Topei com um sujeito esta semana que só não me tirou do sério porque a pessoa aqui anda muitíssimo calma e tem preferido o silêncio apaziguador. Mas estava lá, sentadinha no meu canto, sozinha na sala de espera da oficina mecânica, quando entrou um cidadão esbaforido, andando rápido (pela aparência geral me lembrou a Formiga Atômica), um poço de ansiedade. Falava alto, muito cheio de si, como se o mundo estivesse andando para trás; só ele para frente. Olhei, “boa tarde”, continuei em silêncio. E nos 25 minutos seguintes ele falou. Falou. E falou. “Não gosto de acordar cedo, não faço nada que tenha horário fixo marcado, odeio agenda, se chegar atrasado na minha ginástica eles deixam eu fazer assim mesmo, porque sou amigo de todo mundo...”.

Professor aposentado, hoje vendedor, percorre toda a região oferecendo suas representações (como, sem cumprir horários?). Viajara naquele dia, mas o ônibus estava lotado e ele, de pé, não pode ler a sua revista Veja. Engoli em seco. “O cara é leitor de Veja; isso não vai acabar bem”, pensei. Afinal, a tal revista é hoje, para mim, o que a imprensa nacional tem de mais reacionário e vil, e o indivíduo a chamou de “minha querida Veja”. Com este carinho todo, ai ai, meu Deus! O que ainda poderia vir daquela conversa?!

Chato profissional. Imaginei que em instantes ele tiraria do bolso uma carteirinha da Associação Internacional dos Chatos muitos Chatos, com sede na Tonga da Mironga. Abriu o jornal em cima da mesa e desfechou uma saraivada de impropérios ao ver as notícias dos feitos do governo federal; disse que adoraria fazer um mestrado em ciência política, mas que acabaria travando uma guerra, pois não conseguiria conviver com os professores, já que “todo este pessoal de universidade é petista”; se disse muito político, que gosta de debater política, “como isso o que estamos fazendo aqui”. E eu em estrito silêncio, só olhando para a cara dele, até assustada com tanto falatório sem trégua. O pior é que ele é do tipo que fala, expressa sua opinião, é radical, inflexível e pensa que seu interlocutor concorda com tudo o que diz. Ou seja, pensa que ele é o máximo!

## Problema curto a
Reproduza sem alterações a parte da listagem que começa na linha que contém "Return one point per instance of the yellow" e termina no final da listagem, incluindo as duas extremidades.
A listagem não tem nenhuma relação com o texto citado.

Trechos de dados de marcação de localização
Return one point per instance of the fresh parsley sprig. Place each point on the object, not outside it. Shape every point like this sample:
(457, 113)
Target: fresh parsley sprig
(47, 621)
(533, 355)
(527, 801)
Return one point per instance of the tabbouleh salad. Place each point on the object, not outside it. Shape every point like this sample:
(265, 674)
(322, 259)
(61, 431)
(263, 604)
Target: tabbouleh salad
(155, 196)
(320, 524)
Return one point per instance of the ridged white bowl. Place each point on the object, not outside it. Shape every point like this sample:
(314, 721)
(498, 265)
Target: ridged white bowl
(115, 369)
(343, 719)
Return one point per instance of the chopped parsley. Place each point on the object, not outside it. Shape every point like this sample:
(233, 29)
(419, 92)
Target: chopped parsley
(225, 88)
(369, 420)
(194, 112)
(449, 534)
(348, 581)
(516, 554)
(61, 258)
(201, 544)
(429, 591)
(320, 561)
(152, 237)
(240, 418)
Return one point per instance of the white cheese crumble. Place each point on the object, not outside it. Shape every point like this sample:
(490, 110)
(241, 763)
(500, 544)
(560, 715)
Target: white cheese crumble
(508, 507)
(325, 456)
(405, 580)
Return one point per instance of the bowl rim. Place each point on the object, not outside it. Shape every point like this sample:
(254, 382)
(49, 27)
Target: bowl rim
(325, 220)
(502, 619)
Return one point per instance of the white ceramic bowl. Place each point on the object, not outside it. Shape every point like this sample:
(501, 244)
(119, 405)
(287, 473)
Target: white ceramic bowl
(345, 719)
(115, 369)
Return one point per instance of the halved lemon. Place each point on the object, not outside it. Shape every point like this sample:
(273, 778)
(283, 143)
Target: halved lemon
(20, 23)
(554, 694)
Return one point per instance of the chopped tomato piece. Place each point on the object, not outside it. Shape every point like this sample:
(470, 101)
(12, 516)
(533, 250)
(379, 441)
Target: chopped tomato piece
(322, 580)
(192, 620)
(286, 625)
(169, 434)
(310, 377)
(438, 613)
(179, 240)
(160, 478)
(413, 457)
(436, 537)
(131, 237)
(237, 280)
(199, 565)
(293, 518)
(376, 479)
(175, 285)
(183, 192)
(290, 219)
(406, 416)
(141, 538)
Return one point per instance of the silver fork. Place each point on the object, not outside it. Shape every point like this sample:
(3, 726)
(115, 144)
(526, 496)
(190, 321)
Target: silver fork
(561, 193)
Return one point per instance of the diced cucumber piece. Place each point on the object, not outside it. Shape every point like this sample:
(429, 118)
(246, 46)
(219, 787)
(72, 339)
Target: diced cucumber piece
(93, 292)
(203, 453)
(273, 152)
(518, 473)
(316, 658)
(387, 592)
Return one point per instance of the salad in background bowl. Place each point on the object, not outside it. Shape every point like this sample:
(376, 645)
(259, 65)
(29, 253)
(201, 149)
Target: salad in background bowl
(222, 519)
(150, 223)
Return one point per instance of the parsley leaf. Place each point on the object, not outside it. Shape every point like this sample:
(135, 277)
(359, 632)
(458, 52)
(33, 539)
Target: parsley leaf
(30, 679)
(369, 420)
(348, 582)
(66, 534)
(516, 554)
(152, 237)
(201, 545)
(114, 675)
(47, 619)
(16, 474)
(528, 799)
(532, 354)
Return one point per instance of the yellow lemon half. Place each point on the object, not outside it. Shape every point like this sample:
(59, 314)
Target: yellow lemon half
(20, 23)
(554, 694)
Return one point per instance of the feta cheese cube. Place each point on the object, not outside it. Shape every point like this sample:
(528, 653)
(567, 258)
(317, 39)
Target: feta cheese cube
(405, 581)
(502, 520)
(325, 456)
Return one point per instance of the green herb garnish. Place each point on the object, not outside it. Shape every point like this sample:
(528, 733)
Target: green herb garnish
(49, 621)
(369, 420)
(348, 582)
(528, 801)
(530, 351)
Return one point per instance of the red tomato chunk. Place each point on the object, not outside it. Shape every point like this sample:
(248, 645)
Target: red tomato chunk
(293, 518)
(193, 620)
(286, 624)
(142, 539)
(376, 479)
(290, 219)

## Problema curto b
Resuma o texto citado em duas frases.

## Resposta completa a
Return one point per instance of the yellow lemon half. Place each point on the object, not outside it. Shape every point like this sample:
(59, 314)
Target: yellow lemon half
(20, 23)
(554, 694)
Return one point per instance of the feta cheese cube. Place each point on the object, not outside it. Shape every point like this sample:
(528, 653)
(567, 258)
(317, 39)
Target: feta cheese cube
(405, 581)
(502, 520)
(325, 456)
Return one point per instance of the green herb garnish. Place each point on the object, not outside it. Shape every point like this sample:
(528, 733)
Target: green herb garnish
(49, 621)
(369, 420)
(348, 582)
(528, 801)
(530, 351)
Return one point per instance of the red tomato chunk. Place each point on the object, not outside it. Shape every point like this sample:
(248, 645)
Target: red tomato chunk
(293, 518)
(193, 620)
(286, 624)
(142, 539)
(376, 479)
(290, 219)

## Resposta completa b
Na sala de espera de uma oficina mecânica, entrou um homem ansioso, professor aposentado e hoje vendedor, que falou sem parar durante 25 minutos e chamou a revista Veja de “minha querida Veja”. Ao abrir o jornal, ele atacou os feitos do governo federal e afirmou que todo o pessoal de universidade é petista, achando que o interlocutor, que permanecia em silêncio, concordava com tudo o que ele dizia.